WRITTEN REQUEST:
All the data should be repeated exactly. Any image in it is left out.

MATERIAL TO PROCESS:

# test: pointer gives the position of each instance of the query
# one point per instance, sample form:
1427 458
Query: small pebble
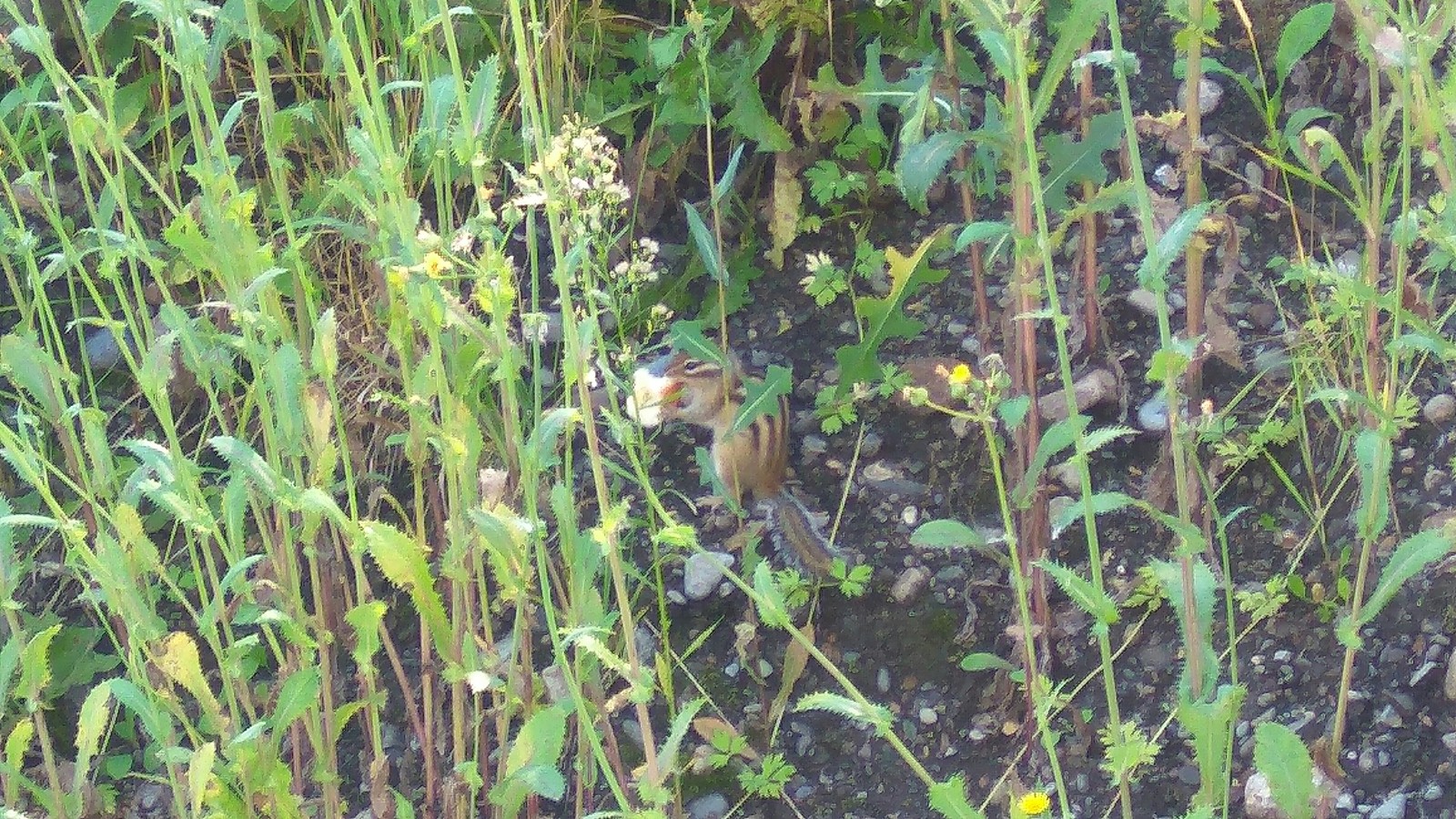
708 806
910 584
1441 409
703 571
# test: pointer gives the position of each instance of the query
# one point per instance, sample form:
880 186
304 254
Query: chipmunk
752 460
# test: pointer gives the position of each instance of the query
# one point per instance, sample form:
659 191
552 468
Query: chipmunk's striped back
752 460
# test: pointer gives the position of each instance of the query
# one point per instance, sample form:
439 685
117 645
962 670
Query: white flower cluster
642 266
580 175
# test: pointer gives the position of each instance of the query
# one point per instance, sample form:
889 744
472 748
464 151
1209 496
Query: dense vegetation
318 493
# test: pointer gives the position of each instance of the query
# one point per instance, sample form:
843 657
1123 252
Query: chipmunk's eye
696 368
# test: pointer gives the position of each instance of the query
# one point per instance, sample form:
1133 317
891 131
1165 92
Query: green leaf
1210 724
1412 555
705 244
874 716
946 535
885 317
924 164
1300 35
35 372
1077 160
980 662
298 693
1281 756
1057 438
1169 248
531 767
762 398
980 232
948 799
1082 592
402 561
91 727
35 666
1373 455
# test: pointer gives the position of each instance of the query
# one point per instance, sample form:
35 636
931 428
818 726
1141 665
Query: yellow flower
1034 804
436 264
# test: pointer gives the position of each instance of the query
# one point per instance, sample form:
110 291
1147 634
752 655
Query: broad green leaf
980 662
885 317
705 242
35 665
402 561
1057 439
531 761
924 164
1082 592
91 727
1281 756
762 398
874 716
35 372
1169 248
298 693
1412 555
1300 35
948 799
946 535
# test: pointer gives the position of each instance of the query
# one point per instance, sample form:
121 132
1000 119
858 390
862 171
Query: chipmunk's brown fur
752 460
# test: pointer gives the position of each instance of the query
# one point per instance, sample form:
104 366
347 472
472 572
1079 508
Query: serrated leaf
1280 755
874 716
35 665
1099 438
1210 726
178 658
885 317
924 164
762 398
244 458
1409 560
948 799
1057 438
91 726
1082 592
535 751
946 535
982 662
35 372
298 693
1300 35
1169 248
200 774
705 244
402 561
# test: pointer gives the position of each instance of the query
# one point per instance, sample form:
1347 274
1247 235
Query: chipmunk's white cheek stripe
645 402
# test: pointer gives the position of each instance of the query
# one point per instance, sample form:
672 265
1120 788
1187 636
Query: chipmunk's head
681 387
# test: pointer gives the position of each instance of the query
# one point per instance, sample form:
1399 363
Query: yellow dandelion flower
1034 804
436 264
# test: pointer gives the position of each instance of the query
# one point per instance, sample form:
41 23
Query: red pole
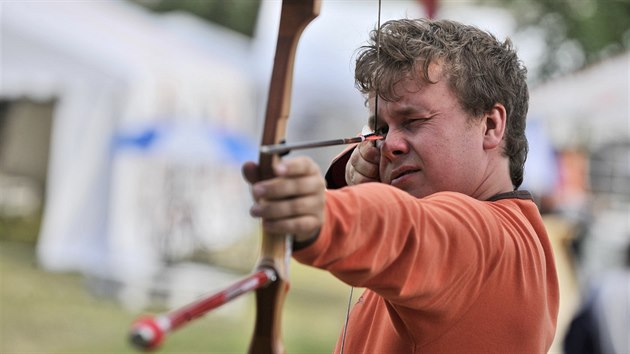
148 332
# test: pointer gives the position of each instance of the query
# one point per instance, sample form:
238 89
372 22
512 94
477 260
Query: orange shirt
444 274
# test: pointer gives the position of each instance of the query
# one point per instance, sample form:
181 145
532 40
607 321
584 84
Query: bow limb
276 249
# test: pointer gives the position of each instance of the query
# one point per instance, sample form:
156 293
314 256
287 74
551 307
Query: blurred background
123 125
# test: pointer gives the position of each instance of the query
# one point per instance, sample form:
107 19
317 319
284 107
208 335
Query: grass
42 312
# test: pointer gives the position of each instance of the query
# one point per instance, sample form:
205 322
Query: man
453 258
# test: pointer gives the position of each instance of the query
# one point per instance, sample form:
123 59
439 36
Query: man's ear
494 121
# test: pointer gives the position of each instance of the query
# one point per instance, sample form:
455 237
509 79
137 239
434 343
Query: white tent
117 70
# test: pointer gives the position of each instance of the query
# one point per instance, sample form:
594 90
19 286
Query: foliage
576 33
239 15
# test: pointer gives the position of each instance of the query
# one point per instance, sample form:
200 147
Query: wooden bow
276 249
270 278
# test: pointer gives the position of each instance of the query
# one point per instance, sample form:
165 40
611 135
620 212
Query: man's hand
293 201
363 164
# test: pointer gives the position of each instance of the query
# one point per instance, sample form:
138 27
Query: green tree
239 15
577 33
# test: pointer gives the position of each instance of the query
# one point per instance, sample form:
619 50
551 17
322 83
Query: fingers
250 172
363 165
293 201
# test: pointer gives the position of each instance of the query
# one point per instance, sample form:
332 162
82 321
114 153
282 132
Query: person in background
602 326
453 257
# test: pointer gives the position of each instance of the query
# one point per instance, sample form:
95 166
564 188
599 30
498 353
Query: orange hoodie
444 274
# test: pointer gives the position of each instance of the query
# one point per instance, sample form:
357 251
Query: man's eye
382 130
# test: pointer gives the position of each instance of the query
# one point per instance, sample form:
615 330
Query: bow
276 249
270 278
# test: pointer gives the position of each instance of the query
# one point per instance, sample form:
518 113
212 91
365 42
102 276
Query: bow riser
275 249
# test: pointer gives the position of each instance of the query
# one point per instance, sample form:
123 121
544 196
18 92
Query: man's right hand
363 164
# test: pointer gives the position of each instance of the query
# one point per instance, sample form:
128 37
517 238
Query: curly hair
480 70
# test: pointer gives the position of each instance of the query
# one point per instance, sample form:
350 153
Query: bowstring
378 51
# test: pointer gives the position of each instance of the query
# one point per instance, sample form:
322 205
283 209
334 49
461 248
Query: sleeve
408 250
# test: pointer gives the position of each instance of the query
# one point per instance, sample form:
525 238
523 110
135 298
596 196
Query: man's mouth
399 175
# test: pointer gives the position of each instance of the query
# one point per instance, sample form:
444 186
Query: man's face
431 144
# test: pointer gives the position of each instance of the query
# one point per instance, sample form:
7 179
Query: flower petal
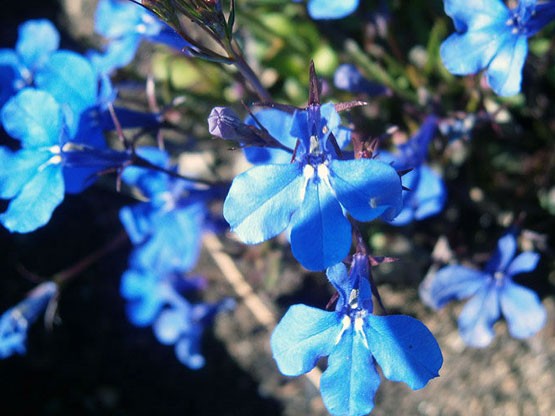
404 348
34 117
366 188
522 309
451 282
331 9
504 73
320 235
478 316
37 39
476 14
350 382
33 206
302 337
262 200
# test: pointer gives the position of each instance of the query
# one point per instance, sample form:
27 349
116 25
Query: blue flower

WORKED ANSWER:
# test: pointer gives the position of each instance of the query
# one point per instance, sample form:
1427 458
Query: small pebble
708 806
910 584
1441 409
703 571
# test: pointer gives the position of each instance of the query
# one point per instance, sample form:
880 186
304 254
Query: chipmunk
752 460
# test: pointer gives the position of each instance of the query
# one point per instance, sample form:
659 191
552 468
Query: chipmunk's striped back
752 460
# test: pointer gives the position of each instance of the query
# one point per instance, sample form:
439 685
117 645
962 670
Query: white flower cluster
642 266
580 175
# test: pointer gives the position of each instance of the query
# one point per instance, sample form:
889 744
472 748
464 151
1209 496
Query: dense vegetation
318 493
# test: pointer gives the position of each instance of the query
# one point per instance, sample form:
843 657
1123 252
Query: chipmunk's eye
696 368
# test: pointer gives the position of each instance of the query
# one point per instance, sample form:
1133 317
891 131
1165 92
Query: green leaf
1210 724
1412 555
705 244
874 716
946 535
885 317
924 164
1300 35
35 372
1077 160
980 662
298 693
1281 756
1057 438
1169 248
531 767
762 398
980 232
948 799
1082 592
402 561
91 727
35 666
1373 455
# test: pointer gives the position of each instance of the query
# one point per instance, sample form:
35 636
931 428
818 726
1141 665
Query: yellow flower
1034 804
436 264
# test: pointer gives the position of each instance of the query
# one point per instance, sample form:
110 291
1147 634
752 655
Query: broad green leaf
980 662
885 317
705 242
35 665
402 561
1057 439
531 761
924 164
1082 592
91 727
1281 756
762 398
874 716
35 372
1169 248
298 693
1412 555
1300 35
948 799
946 535
# test: pointer gives the position of each instance of the query
# one point per instance, sample form:
121 132
1000 119
858 390
862 171
Query: chipmunk's brown fur
752 460
# test: pointer gives the position of each instance of the query
# one point per instance, sample form:
104 366
347 472
472 572
1079 508
Query: serrated leaf
1280 755
874 716
35 665
1099 438
1210 726
178 658
885 317
924 164
762 398
244 458
1409 560
948 799
1057 438
91 726
1082 592
535 751
946 535
982 662
35 372
298 693
1300 35
1169 248
200 774
705 244
402 561
# test: pointer gives the position of each instance of the query
# one point per instance, sample form:
1347 274
1247 235
Query: chipmunk's white cheek stripe
645 402
# test: pointer gives the position of each instance of the query
# one point per instance, sample form:
672 265
1120 788
1187 636
Query: chipmunk's head
681 387
# test: pointer gives the position of each instance of the query
# one point per instance, sample form:
1399 363
Query: yellow dandelion flower
1034 804
436 264
# test: pointer gives the position of each instance of the query
# one point per instance, sample form:
41 23
Query: red pole
148 332
# test: pointer gives the position of each instance of the query
# one point per instance, sample form:
238 89
372 22
512 94
477 260
Query: orange shirt
444 274
# test: pointer gives the position of each instance of the query
# one point per instance, sample form:
181 145
532 40
607 321
584 84
Query: bow limb
276 249
# test: pointer gives the position of each instance of the query
# one point per instance, sample form:
156 293
314 256
287 74
551 307
Query: blurred background
123 125
# test: pointer gives the position of each instance of the query
# one point per instance, sample form:
107 19
317 319
284 107
208 335
Query: grass
42 312
# test: pointer gives the position of each instance of the query
# one point per instance, sample form:
205 322
Query: man
453 258
# test: pointer gives the position of each instance of the query
# one point per instance, sample form:
123 59
439 36
Query: man's ear
494 121
# test: pointer gives the position of each instance of the query
# one point per instance, sample form:
455 237
509 79
137 239
434 343
Query: white tent
117 70
# test: pointer gives the position of each instance of the query
# one point per instance, sample form:
594 90
19 286
Query: foliage
576 33
239 15
# test: pointer gives the position of each instance of the query
# one point per instance, sample form:
200 147
Query: wooden bow
276 249
270 278
# test: pointer gives the position of each instance of the query
# one point per instance, sample form:
165 40
611 135
620 212
Query: man's hand
293 201
363 164
# test: pointer gives the position of each instance of the query
# one point per instance, sample form:
138 27
Query: green tree
239 15
577 33
# test: pointer gives the position of each instance of the query
# one point per instance, sample form:
619 50
551 17
322 83
Query: fingers
250 172
363 165
293 201
# test: pointer gives the position of each instance of the query
# one point per instance, sample form:
332 162
82 321
114 153
282 132
Query: person in background
602 326
453 257
# test: pointer gives the position of each instance of the query
# one point per instance, sample form:
95 166
564 188
599 30
498 353
Query: orange hoodie
444 274
# test: pointer gives the position of each instance of the query
# one point per instance, sample form:
357 251
Query: man's eye
382 130
# test: pointer gives the position of each instance of the query
# one point per instance, sample form:
615 330
Query: bow
276 249
270 278
# test: pointer gives the position of each instance of the query
# one point per instance, sample form:
518 113
212 91
365 42
102 276
Query: bow riser
275 249
# test: pointer gives the position of each instance of the query
# one point per instance, sample form:
123 121
544 196
18 92
Query: man's right hand
363 164
# test: pointer gives the position of each instance of the query
# one point per instance, sample form:
128 37
517 238
Query: curly hair
480 70
# test: pointer gives the position of each instance of the query
# one point per instance, sample form:
350 153
Query: bowstring
378 51
# test: pointer gives the position of each instance of the query
# one point per instance, sample form:
322 205
283 209
334 49
461 248
Query: sleeve
408 250
# test: pointer gives the position of each instance of the query
# one point per instance, sample form:
525 238
523 110
135 298
596 196
Query: man's mouth
399 175
# test: pointer gives the position of each instance of the query
# one point per instance, sample form:
444 186
Query: man's face
431 144
# test: pointer gives the position of each instance of the query
# one point per instance, sample form:
7 179
Query: flower petal
404 348
34 117
366 188
522 309
451 282
331 9
504 73
320 235
478 316
37 39
476 14
350 382
33 206
302 337
262 200
# test: pointer gives the position of each instance of the query
# one point per instance, sample form:
27 349
116 25
Query: blue flower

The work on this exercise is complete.